### Your objective
Find the lines in the records that carry the word "mountain". Copy each one.

Segmentation mask data
+ + +
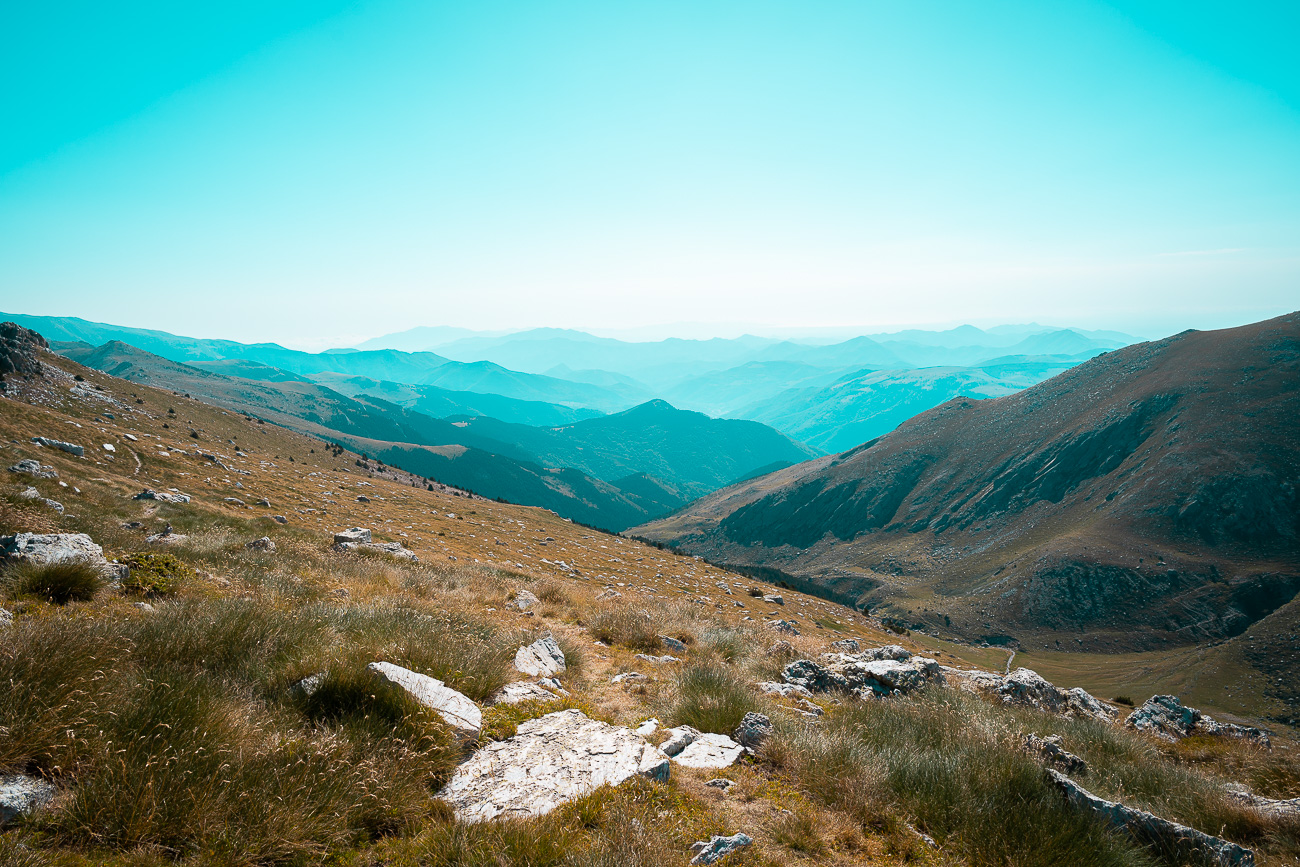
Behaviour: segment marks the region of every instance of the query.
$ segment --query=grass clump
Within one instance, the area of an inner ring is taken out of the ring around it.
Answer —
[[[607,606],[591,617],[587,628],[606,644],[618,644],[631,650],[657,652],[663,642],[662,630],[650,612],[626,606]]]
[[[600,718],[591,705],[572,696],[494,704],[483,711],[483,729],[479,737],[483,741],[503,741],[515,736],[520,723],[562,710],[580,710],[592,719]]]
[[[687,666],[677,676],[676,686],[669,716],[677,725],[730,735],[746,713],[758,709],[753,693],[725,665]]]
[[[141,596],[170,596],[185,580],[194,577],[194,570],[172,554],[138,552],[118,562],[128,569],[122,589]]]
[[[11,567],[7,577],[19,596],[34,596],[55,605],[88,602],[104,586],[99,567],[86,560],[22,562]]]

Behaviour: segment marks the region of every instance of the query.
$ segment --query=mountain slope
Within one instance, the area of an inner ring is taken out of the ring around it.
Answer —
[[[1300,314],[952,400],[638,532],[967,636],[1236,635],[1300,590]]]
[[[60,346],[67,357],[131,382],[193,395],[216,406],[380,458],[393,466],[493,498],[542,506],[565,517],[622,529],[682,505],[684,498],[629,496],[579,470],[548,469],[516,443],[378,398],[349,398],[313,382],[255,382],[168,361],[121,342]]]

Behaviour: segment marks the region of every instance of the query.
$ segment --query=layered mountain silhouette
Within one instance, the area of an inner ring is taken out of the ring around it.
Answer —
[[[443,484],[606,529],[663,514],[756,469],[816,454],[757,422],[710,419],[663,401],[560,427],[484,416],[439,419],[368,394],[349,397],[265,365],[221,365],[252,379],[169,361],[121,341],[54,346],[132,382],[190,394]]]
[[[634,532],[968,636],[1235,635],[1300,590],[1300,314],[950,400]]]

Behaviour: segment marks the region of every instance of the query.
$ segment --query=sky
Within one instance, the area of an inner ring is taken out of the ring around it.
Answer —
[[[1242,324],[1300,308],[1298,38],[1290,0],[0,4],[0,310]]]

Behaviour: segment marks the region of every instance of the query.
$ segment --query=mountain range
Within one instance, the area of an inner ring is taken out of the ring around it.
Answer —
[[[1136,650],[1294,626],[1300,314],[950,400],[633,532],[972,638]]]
+ + +
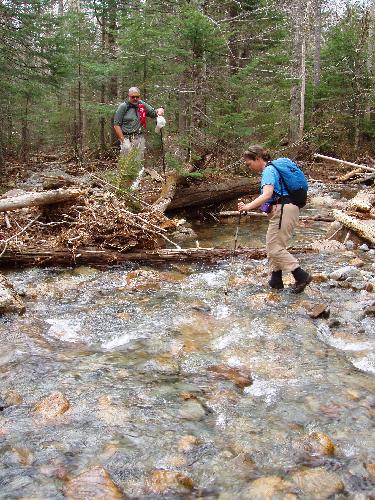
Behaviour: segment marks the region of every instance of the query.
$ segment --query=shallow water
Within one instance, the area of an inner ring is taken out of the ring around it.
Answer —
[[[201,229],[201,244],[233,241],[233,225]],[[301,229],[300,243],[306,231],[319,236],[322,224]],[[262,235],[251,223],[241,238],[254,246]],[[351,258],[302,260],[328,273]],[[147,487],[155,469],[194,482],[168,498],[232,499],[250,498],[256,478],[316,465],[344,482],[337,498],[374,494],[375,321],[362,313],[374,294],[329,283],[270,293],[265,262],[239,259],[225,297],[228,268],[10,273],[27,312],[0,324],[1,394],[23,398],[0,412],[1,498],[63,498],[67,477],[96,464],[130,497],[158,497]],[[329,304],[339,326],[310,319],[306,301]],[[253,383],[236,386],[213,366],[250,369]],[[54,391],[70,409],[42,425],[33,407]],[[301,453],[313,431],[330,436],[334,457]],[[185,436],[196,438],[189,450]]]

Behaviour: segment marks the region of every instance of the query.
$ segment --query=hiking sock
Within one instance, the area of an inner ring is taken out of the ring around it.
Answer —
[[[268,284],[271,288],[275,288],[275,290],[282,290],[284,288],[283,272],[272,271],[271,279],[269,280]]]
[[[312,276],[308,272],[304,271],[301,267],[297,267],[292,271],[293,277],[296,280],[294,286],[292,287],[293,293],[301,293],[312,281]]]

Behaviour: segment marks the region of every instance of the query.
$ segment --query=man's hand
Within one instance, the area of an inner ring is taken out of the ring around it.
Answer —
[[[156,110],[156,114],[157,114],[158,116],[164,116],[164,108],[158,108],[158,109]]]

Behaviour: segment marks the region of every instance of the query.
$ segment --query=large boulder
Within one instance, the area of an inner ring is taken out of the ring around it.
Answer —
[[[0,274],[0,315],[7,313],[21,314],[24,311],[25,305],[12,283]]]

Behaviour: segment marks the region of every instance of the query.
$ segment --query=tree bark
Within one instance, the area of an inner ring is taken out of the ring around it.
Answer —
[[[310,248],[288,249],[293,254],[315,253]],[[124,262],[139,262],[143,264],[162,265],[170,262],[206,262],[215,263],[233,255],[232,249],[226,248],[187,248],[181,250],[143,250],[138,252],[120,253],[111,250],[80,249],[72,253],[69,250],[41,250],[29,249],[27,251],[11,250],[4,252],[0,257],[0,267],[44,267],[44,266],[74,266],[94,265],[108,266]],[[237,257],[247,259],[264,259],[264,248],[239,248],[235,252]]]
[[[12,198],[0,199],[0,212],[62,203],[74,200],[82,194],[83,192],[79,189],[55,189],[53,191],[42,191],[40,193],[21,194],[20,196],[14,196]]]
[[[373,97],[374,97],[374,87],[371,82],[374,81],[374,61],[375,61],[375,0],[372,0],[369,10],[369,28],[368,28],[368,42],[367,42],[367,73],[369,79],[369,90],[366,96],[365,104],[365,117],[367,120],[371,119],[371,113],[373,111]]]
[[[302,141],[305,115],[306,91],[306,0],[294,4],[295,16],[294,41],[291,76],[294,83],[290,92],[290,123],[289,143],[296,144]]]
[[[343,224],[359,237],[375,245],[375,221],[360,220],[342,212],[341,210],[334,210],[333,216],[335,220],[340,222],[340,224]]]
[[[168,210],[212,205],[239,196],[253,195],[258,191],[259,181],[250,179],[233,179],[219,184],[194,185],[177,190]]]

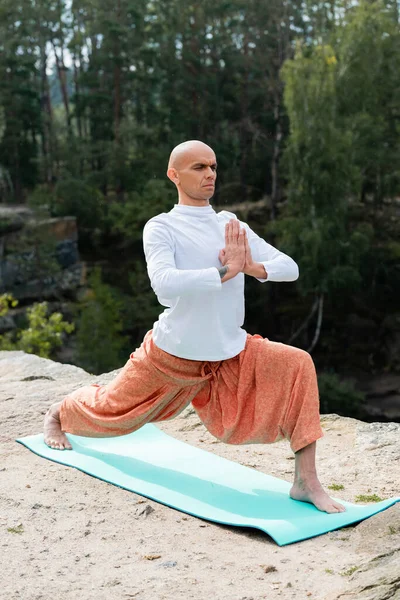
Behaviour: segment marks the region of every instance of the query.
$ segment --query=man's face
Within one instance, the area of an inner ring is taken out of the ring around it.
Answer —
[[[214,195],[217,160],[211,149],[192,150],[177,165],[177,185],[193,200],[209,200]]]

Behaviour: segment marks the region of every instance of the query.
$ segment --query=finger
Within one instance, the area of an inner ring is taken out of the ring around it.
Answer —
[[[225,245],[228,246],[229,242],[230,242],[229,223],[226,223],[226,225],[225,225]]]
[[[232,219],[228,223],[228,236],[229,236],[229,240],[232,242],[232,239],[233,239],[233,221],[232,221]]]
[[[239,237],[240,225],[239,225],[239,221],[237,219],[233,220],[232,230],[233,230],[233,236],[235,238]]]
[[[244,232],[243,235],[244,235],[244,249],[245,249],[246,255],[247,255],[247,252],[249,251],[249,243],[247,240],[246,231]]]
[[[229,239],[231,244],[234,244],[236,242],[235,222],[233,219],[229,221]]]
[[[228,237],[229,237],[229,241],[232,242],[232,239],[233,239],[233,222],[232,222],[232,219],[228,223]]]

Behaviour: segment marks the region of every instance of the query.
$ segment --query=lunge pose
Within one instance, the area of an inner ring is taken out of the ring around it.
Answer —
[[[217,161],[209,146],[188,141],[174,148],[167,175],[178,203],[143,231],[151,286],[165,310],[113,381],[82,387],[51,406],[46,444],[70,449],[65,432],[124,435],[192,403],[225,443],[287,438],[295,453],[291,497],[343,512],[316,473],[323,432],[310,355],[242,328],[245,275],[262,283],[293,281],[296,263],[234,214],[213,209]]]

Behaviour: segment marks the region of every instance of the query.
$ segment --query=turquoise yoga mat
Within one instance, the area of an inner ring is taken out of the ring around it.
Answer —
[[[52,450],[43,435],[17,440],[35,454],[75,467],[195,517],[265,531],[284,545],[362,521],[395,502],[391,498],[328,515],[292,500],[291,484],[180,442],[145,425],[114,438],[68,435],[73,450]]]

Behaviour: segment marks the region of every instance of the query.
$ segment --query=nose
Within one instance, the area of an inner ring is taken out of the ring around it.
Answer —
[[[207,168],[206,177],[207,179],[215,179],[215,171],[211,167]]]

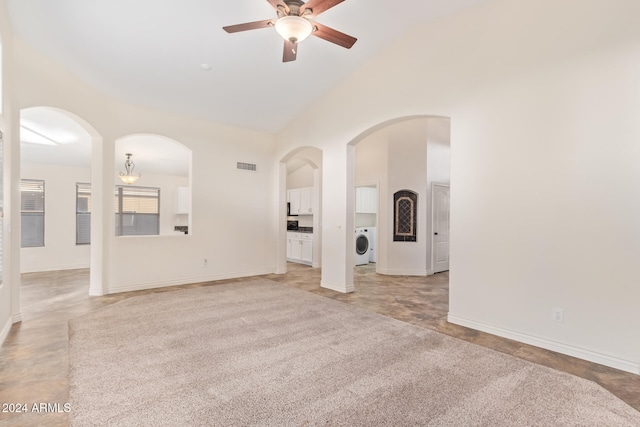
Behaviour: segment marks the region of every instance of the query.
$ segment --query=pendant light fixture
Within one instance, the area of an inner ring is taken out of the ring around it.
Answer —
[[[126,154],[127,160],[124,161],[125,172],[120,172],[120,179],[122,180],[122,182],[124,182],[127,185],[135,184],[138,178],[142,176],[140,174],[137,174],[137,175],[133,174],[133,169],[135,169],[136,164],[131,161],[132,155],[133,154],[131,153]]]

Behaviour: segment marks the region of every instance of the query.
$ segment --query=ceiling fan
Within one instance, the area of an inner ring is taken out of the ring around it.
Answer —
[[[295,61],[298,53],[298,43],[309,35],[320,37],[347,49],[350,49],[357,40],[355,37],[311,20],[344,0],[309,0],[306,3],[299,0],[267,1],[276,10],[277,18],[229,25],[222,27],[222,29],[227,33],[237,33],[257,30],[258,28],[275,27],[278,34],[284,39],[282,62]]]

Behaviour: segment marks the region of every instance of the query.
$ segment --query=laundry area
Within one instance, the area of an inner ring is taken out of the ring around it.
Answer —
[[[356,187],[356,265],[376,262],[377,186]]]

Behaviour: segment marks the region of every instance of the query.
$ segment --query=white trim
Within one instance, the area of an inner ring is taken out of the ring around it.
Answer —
+ + +
### Exercise solution
$ segment --query=mountain slope
$ segment --query=layered mountain silhouette
$ segment --query=mountain range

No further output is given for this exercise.